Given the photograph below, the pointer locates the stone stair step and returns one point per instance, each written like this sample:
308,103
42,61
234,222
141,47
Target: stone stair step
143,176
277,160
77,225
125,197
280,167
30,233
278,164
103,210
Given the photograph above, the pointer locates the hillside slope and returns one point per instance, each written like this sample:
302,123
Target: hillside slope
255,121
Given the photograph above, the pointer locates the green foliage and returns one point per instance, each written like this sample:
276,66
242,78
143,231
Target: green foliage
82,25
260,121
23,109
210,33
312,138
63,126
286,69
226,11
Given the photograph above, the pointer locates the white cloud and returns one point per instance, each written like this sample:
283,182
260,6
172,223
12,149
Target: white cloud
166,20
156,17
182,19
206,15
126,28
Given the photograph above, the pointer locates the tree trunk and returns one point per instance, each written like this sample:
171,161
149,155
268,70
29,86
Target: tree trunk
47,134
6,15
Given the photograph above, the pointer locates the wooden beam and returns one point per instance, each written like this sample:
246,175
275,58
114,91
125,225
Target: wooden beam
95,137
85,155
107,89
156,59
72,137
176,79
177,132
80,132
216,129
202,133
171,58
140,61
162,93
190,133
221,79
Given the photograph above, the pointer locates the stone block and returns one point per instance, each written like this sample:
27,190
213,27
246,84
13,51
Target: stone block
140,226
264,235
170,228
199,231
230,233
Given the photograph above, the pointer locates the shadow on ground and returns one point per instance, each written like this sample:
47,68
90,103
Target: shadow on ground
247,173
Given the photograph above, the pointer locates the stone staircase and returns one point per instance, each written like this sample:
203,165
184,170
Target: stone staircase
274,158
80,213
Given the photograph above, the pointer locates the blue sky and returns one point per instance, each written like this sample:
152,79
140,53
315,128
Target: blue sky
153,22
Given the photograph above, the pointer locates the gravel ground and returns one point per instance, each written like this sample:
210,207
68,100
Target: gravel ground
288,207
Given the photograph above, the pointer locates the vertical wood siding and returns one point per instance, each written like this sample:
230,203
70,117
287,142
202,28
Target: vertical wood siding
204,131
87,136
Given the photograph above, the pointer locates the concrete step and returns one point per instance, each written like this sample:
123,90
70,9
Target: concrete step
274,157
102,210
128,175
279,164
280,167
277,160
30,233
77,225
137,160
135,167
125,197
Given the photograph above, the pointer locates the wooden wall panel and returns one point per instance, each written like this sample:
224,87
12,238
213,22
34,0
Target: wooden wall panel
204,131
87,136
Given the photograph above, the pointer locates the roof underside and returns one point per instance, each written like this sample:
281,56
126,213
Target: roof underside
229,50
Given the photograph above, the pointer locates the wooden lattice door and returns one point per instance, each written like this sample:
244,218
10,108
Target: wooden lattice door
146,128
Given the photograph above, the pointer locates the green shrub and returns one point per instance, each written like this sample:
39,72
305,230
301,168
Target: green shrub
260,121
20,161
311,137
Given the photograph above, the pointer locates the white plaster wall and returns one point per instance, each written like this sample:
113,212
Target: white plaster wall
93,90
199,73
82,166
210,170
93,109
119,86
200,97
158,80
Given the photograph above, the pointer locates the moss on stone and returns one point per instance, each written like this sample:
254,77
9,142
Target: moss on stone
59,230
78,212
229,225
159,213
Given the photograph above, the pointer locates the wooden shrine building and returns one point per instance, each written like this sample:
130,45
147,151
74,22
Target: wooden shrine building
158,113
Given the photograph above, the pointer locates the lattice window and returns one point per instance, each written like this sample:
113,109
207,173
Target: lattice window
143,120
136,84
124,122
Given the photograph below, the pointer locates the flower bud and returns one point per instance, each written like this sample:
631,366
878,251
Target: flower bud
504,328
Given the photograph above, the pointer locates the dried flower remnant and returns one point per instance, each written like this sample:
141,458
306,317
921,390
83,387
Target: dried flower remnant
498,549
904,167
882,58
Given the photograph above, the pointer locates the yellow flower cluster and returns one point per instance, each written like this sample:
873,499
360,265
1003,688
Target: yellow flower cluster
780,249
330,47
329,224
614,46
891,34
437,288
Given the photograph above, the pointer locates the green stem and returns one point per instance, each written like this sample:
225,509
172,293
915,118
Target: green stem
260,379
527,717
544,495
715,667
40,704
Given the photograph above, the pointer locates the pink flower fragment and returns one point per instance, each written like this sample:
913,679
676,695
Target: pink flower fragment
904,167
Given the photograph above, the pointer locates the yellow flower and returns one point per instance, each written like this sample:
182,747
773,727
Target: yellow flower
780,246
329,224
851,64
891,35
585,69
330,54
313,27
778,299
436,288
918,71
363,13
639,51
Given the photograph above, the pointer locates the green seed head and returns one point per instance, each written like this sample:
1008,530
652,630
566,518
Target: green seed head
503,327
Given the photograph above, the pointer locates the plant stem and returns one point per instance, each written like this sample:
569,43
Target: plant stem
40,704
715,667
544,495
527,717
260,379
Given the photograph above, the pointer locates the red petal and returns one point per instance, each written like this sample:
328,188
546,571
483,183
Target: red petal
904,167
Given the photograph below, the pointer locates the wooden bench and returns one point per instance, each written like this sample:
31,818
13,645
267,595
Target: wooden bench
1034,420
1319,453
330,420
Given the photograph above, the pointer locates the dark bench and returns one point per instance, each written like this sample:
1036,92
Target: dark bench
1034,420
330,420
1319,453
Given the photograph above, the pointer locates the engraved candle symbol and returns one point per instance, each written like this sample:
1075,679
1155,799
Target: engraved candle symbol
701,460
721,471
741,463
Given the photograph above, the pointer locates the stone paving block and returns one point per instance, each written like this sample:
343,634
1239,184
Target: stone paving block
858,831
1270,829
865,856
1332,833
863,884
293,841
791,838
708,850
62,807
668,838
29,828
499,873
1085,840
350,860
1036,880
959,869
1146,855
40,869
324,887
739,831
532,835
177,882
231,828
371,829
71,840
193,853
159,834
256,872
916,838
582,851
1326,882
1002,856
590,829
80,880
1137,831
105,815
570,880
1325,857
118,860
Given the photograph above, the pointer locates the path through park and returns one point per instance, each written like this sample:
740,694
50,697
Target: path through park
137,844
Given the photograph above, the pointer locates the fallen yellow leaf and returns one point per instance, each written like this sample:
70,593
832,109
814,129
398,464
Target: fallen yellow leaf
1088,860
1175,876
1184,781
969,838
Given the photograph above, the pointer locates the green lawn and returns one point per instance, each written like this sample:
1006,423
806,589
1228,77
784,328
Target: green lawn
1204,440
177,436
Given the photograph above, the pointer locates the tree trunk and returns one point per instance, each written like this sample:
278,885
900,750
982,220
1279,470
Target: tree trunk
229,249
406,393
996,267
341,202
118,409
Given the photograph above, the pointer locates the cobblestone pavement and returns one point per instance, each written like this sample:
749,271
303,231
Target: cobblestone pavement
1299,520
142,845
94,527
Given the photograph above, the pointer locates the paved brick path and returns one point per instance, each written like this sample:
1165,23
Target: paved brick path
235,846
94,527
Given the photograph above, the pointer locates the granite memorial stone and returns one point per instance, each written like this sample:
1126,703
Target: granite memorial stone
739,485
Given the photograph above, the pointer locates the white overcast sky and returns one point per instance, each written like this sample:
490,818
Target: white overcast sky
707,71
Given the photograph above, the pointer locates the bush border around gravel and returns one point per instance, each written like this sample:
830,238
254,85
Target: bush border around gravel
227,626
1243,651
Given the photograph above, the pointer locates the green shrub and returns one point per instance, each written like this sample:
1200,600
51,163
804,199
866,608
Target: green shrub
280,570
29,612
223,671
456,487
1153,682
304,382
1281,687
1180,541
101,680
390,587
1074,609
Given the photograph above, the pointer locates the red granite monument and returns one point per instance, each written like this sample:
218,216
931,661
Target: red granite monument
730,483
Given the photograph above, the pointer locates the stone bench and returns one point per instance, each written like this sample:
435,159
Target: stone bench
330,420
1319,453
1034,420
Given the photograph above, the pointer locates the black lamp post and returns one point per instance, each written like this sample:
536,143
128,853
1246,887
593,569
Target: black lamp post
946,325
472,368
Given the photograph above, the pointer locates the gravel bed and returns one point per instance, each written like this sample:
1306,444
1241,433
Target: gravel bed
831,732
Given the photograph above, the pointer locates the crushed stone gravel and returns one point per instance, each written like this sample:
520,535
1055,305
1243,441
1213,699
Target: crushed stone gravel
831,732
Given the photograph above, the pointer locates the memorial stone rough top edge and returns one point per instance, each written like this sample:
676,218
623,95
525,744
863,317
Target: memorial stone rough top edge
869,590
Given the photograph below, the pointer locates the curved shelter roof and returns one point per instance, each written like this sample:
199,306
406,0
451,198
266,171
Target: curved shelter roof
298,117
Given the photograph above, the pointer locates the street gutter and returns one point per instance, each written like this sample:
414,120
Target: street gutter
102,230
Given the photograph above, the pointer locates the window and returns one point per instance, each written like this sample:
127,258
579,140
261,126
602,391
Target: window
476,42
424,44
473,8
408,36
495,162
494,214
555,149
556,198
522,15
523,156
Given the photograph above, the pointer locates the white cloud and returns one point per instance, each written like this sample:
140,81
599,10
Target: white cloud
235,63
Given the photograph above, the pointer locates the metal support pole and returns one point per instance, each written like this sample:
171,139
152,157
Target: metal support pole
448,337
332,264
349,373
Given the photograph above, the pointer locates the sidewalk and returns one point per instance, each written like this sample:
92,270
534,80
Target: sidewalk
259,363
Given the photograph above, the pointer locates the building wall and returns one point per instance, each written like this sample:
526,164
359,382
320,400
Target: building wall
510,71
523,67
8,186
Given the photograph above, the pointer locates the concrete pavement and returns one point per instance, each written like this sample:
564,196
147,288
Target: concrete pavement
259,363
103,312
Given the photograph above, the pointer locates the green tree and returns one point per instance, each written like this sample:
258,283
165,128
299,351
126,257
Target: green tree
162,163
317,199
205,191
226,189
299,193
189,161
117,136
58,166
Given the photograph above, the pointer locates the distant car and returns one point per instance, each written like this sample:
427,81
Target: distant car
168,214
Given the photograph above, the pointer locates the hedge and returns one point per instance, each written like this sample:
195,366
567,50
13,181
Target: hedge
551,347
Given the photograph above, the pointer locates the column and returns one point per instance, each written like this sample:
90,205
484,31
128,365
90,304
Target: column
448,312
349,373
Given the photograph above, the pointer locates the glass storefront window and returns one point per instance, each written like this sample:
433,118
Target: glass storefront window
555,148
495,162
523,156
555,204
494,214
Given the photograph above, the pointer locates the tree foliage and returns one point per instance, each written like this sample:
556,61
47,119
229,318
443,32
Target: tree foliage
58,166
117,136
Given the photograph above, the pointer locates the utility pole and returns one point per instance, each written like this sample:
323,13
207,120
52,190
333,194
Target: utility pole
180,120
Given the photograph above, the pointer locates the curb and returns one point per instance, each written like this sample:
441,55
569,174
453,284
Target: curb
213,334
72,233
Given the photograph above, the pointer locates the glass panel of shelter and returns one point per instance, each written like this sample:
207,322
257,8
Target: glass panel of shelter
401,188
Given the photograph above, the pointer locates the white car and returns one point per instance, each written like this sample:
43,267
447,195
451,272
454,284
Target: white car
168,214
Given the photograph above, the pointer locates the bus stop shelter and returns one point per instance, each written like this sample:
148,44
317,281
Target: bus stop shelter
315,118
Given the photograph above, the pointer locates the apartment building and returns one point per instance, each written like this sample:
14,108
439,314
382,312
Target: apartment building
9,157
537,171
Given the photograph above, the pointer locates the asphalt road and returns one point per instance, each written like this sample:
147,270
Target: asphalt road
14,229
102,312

::::::

The lines to reproduce run from the line containing "Given the photograph above, the pointer locates the curb" to the end of the listing; write them out exactly and add nothing.

Given the photograph above, the pointer locates the curb and returns one point per instance, each written like this sample:
441,55
569,174
453,284
Target: curb
213,334
72,233
Given the photograph above, the pointer locates the glass panel of shelter and returns one point per instance, each written like this sample:
207,322
257,8
Target: glass panel of shelter
401,188
Given the photograph above, the pointer locates the white car and returns one point per instance, each written like this sample:
43,267
447,195
451,272
454,284
Target: white car
168,214
Given the photograph above, the pointer locates the bus stop shelter and returns one point per instance, each written like this sample:
148,44
317,281
Target: bus stop shelter
315,118
Given the photograph above, the pointer locates the apartment building and returns one point per instance, each written like this sample:
14,108
439,314
382,312
Target: apartment building
9,157
537,171
Given the photograph above, the pointer locates the asphalt road and returns one point per instance, each written like this sample:
147,270
Target: asphalt road
14,229
102,312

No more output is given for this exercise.